### Problem set
(A) In the earnings call transcript, translate the sentence "Historically, you have not had anything quite that high." into Spanish.
(B) Extend the earnings call transcript beyond its final line.

+++ Document segment

So that takes me actually to my second question, which was assuming services are still significant in your second quarter, understanding you don't want to forecast all that detail. You have talked about a very significant recovery in the gross margin. So I'm just trying to make sure I understand what's driving that recovery in gross margin if it isn't the change in mix between products and services?

Carl Russo

Analyst

It's not going to be mix. What you should expect to see is both segments that were reporting improved from a margin perspective. And that's as much -- as far as I would go.

Simon Leopold

Analyst

Okay. And then, you also mentioned your customer concentration this quarter, appreciate you offering that 55% from 2 customers. Historically, you have not had anything quite that high. So I wondering, if you can give us a little bit more color in terms of was this one customer spiking up or 2 customers being 25-ish percent? Anything you could help us to understand how this compares to your historical trends? And how we should think about a more normalized behavior?

William Atkins

Analyst

Yes, Simon, it's William here. What I would say is, we did note that we'd closed out one of our major network turnkey improvement projects. And that coincides with that gross and the customer concentration that you highlighted. And so I would just link those two together. And just note that therefore a lot of it is driven by that services activity that we've been discussing.

Operator

Operator

[Operator Instructions]. Our next question comes from the line of George Notter of Jefferies.

George Notter

Analyst

I guess, I wanted to also take you on the gross margin discussion. So looking at your systems gross margin, that was quite a bit lower year-on-year. I think you said 34% change versus, I think, 50% a year ago. How important was the warranty provision and then the inventory write-down in driving that lower gross margin?

++++++
+++ Excerpted records

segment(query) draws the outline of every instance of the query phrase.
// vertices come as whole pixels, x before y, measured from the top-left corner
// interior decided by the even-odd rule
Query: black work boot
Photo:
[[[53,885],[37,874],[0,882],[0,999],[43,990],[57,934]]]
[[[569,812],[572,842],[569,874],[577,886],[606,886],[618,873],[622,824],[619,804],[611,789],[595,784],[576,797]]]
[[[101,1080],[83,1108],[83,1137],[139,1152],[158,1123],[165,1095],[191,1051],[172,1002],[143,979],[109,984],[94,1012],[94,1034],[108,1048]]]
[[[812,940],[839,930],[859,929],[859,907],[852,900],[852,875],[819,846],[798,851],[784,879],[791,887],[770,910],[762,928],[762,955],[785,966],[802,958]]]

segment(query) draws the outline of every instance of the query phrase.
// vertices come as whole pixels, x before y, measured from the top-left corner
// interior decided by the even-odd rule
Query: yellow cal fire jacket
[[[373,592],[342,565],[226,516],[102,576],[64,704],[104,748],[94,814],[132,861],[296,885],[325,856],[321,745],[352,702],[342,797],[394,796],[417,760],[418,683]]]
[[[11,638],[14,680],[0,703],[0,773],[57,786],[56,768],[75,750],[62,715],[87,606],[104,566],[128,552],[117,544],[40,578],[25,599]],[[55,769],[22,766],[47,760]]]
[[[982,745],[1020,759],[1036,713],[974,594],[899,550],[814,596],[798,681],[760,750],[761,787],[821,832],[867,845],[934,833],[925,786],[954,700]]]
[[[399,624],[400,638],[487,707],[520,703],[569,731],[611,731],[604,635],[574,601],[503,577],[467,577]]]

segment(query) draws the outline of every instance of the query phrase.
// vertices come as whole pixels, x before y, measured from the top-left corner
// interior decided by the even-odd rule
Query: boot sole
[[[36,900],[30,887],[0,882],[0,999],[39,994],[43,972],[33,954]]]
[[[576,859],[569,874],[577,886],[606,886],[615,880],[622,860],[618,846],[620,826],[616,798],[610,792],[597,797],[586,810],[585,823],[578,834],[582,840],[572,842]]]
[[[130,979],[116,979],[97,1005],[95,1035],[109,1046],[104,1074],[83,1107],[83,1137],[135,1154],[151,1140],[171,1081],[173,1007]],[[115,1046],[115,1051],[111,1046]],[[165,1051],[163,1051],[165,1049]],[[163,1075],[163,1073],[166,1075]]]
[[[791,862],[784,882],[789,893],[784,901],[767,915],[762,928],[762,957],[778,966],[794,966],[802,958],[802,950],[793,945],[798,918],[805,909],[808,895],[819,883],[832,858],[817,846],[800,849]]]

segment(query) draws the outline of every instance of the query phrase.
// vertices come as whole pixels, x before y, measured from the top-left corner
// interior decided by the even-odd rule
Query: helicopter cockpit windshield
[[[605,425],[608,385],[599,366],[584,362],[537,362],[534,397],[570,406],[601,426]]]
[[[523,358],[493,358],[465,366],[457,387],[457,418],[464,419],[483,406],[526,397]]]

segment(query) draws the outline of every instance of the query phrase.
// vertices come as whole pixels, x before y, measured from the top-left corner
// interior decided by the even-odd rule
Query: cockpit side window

++++++

### Task responses
(A) Históricamente, ustedes no han tenido nada tan alto.

(B)
Carl Russo

Analyst

The net of it is that you're going to see systems bounce back up. So pretty important.

William Atkins

Analyst

Yes, we had a number of what I would describe as one-off factors, not totally driven by inventory write-downs or warranty and retrofit or those where we call them out and therefore, they inherently must be drivers. We also had some one-off contractual sort of systems pricing move through the system that moved through our reporting systems. And we don't expect that to be repeated. So I would say there are a number of one-off factors that affected systems margins this quarter.

George Notter

Analyst

Got it. Is it fair to say that your systems gross margin would have been up year-on-year or down year-on-year or flat, you ex those one-off items or will it stay there?

Carl Russo

Analyst

I would say, we'll look forward to chatting at the end of Q2. And I think you'll get a better read on things, George. But you are heading -- directionally your question is in the right direction.

George Notter

Analyst

I mean, I guess, I ask because the strategy here, I think, has been to develop more and more value in your products [indiscernible] software systems of course. I think the idea here is just to get more margin and more profitability on the systems side is continue to invest. I just want to make sure that that's showing up in your financials? And at this point, I can't see it of course.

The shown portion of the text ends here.